[Rows from an object pointing dataset]
-----
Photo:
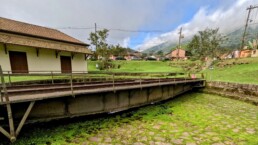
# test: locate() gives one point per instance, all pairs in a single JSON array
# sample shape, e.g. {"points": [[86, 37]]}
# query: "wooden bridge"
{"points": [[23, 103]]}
-----
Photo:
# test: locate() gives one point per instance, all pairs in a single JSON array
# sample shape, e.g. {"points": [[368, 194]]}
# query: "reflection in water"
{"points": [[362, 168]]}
-----
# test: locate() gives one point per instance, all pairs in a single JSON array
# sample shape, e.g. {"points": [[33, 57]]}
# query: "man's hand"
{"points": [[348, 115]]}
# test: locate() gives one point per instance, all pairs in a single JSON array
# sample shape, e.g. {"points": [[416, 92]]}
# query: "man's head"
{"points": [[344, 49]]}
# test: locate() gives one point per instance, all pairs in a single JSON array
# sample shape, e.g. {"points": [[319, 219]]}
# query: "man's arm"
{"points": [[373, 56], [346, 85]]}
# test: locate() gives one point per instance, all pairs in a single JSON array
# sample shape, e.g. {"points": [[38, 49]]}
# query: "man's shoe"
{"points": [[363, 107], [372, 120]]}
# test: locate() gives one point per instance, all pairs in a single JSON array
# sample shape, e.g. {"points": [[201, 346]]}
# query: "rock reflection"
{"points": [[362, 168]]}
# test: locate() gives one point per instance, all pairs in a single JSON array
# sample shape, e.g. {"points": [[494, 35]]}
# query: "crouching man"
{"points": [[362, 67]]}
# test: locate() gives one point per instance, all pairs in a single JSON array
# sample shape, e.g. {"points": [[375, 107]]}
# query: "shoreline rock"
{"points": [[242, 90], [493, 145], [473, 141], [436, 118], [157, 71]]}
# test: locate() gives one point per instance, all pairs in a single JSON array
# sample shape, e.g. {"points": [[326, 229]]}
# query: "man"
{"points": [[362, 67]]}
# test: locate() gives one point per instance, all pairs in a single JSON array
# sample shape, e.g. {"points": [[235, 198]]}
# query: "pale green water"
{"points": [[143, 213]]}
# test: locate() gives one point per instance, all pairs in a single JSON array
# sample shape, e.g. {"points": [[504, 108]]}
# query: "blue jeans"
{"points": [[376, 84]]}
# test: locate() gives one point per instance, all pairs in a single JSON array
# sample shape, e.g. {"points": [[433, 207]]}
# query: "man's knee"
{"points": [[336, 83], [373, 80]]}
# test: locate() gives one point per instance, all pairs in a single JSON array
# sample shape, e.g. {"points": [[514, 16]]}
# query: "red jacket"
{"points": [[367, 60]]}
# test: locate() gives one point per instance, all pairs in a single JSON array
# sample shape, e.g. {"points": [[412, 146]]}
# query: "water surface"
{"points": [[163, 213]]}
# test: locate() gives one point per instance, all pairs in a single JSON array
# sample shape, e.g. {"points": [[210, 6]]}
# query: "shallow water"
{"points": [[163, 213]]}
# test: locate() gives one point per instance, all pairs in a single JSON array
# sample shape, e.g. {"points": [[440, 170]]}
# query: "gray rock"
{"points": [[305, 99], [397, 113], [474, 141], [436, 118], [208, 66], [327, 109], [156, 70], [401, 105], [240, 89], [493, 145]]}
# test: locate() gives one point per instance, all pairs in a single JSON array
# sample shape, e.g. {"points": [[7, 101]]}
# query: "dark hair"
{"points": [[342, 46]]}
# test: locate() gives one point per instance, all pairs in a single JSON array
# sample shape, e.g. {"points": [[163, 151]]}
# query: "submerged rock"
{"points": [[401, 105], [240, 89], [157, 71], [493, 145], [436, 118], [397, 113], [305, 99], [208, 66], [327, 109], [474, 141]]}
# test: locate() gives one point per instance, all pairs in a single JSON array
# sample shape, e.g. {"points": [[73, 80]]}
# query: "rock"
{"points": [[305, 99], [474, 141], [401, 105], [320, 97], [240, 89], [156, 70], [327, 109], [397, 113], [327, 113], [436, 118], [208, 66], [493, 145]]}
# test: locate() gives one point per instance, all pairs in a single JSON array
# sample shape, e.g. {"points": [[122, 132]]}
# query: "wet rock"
-----
Pull out each line of the records above that contains the word "water", copying every such line in full.

# query: "reflection in water"
# query: "pale green water"
# query: "water surface"
# query: "shallow water"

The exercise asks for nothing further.